* **What this task involves**
Switch "photograph" to "image" everywhere in the records below and write them out again with nothing else changed, leaving out the pictures.

* **Excerpted data**
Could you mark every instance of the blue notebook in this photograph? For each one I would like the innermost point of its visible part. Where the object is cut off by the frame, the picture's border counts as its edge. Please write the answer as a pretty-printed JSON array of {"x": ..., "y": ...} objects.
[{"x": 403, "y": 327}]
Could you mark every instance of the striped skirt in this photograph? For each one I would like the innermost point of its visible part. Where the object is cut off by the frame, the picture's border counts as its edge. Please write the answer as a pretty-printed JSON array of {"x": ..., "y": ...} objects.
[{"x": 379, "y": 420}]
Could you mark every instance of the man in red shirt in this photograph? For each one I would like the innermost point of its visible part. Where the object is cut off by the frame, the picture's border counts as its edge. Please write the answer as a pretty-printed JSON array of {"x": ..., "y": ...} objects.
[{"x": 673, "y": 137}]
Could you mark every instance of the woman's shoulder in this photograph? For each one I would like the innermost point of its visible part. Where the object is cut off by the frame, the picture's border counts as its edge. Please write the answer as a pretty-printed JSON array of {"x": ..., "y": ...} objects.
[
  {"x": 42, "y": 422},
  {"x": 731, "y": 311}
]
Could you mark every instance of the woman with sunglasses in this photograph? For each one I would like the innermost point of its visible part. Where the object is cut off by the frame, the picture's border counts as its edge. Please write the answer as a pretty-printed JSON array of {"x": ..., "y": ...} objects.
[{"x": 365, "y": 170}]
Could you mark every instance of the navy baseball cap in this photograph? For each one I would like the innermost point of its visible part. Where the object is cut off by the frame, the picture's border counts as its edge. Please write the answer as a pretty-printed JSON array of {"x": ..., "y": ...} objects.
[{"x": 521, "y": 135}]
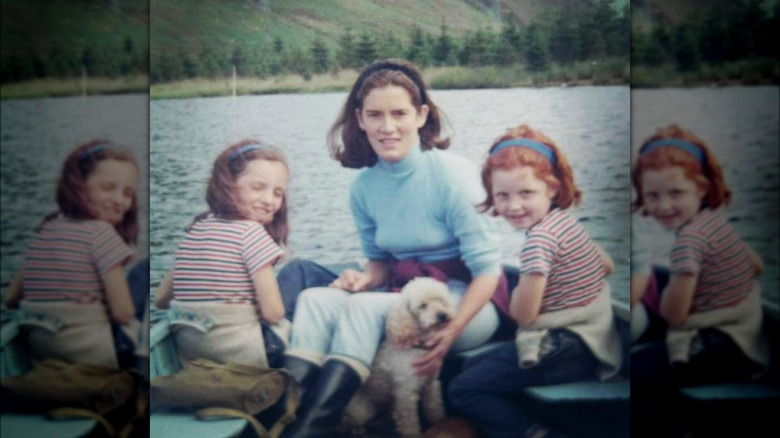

* **Answer to the exercise**
Could you mark every instance of the blue notebook in this image? For each one I would like the innermost point of its visible part. Where the object is cut off by the frame, the picture's border counts as its edge. Please write the answer as a pretty-printed JSON array of {"x": ..., "y": ...} objects.
[{"x": 403, "y": 327}]
Could you mark every instance of the striped skirt in this image? For each one I would like the innermost point of its visible part. Where the object is cut off by the frame, the picture's border counts as its edge. Please write the answer as a pretty-printed JSON array of {"x": ..., "y": ...} objects.
[{"x": 379, "y": 420}]
Could you mark every instance of the man in red shirt in this image? For each one I would like the innermost point of its visible part. Where the object is cut off by the frame, the picture's border counts as its edge. Please write the answer as a pretty-printed JSON array of {"x": ..., "y": ...} objects.
[{"x": 673, "y": 137}]
Could you mark every instance of the woman's shoulder in this image? For each one I would like the innermost point of its visible part. Where the object is cut off by the frame, the picture's border counts as its edge. Please write the answer as a pretty-printed JSON array of {"x": ..., "y": ...} objects.
[
  {"x": 42, "y": 422},
  {"x": 731, "y": 311}
]
Could you mark every instance of the woman with sunglasses in this image? For each one I would like the innermost point of its visible part. Where the object is cut off by the frame, the picture's border counts as its edge. Please write the answer as a pretty-printed JSON array of {"x": ..., "y": ...} objects.
[{"x": 365, "y": 170}]
Could you mark every instance of the navy baseball cap in this image? For each one I would like the innermost point of its visible part. Where the object is cut off by the frame, the picture's border counts as its edge. Please write the answer as a pretty-printed JSON array of {"x": ..., "y": ...} objects.
[{"x": 521, "y": 135}]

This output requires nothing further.